Work request >> Say how many lines of the listing below include "rough". Write only that number.
***** Records provided
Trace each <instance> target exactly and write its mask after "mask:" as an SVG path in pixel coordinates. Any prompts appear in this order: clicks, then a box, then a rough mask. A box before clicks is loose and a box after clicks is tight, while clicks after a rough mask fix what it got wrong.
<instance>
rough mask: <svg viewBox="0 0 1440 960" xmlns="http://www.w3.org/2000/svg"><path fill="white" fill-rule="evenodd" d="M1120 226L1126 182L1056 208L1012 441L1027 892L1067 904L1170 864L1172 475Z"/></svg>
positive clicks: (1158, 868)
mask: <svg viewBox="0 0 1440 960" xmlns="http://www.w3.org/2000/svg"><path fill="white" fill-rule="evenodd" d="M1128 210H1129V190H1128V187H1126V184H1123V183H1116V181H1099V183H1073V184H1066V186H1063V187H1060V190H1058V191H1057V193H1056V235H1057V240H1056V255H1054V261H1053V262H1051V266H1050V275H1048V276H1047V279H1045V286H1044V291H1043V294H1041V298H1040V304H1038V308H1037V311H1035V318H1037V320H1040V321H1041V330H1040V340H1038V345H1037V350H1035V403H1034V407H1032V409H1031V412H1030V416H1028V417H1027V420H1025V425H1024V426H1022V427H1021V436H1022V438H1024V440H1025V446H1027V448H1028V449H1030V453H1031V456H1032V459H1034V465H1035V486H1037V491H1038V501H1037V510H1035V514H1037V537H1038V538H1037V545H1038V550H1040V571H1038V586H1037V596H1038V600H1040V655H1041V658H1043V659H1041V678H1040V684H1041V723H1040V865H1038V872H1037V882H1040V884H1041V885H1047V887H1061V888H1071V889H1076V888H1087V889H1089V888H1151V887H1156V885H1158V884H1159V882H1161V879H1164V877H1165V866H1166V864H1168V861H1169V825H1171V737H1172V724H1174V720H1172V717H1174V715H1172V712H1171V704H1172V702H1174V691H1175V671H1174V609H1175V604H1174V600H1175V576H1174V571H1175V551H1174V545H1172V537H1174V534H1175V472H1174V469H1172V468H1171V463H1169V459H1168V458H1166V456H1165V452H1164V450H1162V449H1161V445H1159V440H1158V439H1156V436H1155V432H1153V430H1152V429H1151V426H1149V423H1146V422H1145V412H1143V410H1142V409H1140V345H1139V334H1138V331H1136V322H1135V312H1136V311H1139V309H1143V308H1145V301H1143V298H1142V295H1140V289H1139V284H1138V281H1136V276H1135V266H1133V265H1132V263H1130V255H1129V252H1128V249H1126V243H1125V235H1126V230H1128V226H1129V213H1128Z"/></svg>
**********
Result of the exercise >> 2